**What is being asked**
Edit the items below by replacing "pine tree branch" with "evergreen branch" and leaving every other line unchanged. Leave the pictures out of your answer.

Items from a collection
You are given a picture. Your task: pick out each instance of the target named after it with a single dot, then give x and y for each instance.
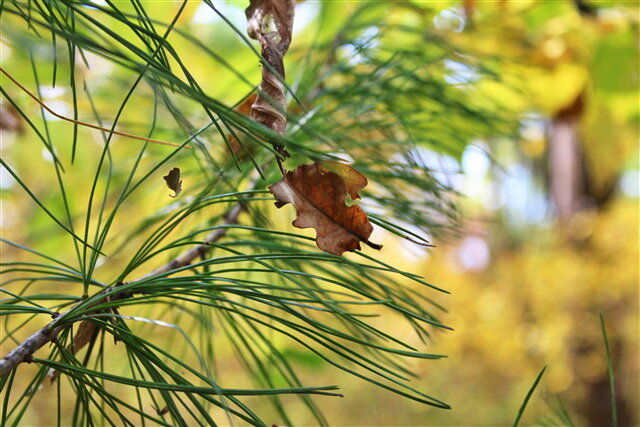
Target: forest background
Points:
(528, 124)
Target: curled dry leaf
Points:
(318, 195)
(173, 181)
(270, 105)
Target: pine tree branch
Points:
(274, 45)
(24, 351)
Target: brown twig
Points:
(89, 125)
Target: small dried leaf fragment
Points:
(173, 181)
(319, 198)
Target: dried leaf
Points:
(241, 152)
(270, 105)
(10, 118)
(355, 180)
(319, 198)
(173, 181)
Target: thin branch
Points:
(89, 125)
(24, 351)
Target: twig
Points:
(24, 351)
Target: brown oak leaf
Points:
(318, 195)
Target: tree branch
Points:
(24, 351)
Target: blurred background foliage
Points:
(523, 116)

**Full response**
You are given a picture. Your task: pick out each instance of the target named after it with a single dot, then give x and y for each instance.
Target: forest background
Points:
(528, 124)
Target: curled dry leaf
Points:
(318, 195)
(173, 181)
(270, 105)
Target: evergreen branch
Points:
(274, 45)
(24, 351)
Target: brown twig
Points:
(89, 125)
Target: small dried leaf fragment
Points:
(173, 181)
(319, 198)
Target: dried leaf
Points:
(241, 152)
(270, 105)
(10, 118)
(355, 180)
(319, 198)
(173, 181)
Target: thin branch
Points:
(89, 125)
(24, 351)
Target: twig
Points:
(24, 351)
Target: brown oak leaf
Points:
(318, 195)
Target: tree branch
Points:
(24, 351)
Target: blurred background foliage
Points:
(523, 116)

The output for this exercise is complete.